● **Goal**
Quote the whole listing verbatim.

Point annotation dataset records
— start —

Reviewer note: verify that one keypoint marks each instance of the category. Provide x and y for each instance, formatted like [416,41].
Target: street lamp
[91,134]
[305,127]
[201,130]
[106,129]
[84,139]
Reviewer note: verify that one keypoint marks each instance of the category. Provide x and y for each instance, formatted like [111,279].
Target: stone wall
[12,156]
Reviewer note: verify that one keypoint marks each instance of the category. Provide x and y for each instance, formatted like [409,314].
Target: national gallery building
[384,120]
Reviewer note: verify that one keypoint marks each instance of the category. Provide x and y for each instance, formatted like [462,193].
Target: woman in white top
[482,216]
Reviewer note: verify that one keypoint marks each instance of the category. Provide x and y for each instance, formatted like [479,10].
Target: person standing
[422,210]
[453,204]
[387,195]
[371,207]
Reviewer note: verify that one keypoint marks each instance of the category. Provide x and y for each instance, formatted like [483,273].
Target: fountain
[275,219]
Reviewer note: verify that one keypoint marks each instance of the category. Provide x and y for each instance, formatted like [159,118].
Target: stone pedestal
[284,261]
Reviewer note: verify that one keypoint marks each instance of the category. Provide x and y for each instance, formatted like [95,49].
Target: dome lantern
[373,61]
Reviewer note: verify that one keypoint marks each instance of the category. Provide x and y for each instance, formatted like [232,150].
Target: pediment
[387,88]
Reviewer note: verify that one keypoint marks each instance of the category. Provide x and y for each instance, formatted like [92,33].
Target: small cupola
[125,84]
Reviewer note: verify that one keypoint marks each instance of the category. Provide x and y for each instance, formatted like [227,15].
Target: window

— end —

● **Solution below**
Reviewer note: verify that one keypoint marks each instance of the category. Provide x and y for each instance, formatted like [416,41].
Target: street lamp
[91,134]
[305,127]
[201,130]
[106,129]
[84,139]
Reviewer note: verify that one keypoint marks each instance of the category. Provide x and y for each instance, formatted like [111,279].
Target: stone wall
[12,156]
Reviewer note: verify that one keypoint marks each instance of the category. Provide x and y for each instance, formatted like [409,314].
Target: national gallery building
[384,120]
Reviewer note: verify that one keypoint marks each instance of the category. Provide x and y for each instance, formatted like [462,193].
Target: woman in white top
[482,216]
Reviewer note: verify that one keypoint marks each instance of the category. Provide x and y for each instance, formatted like [479,10].
Target: person standing
[422,210]
[453,204]
[387,195]
[371,207]
Reviewer note: verify that one keypoint marks each instance of the category. Provide x and y for each instance, formatted like [483,273].
Target: fountain
[275,219]
Reviewer note: verify that one keypoint marks each instance of the category. Provide x and y for each instance, formatted like [159,118].
Target: stone pedestal
[284,261]
Reviewer note: verify that one keypoint marks each instance of the category. Provide x and y for each instance, formatted like [95,49].
Target: dome lantern
[373,61]
Reviewer note: verify that one keypoint marks each instance of the category. Provide x and y for each instance, formatted like [232,150].
Target: pediment
[387,88]
Reviewer note: verify that one keypoint marks each instance of the category. Provide x and y for each instance, formatted like [92,33].
Target: small cupola
[125,84]
Reviewer note: verify that one keypoint marks each instance of the category. Provide x and y for each instance, formatted like [227,15].
Target: window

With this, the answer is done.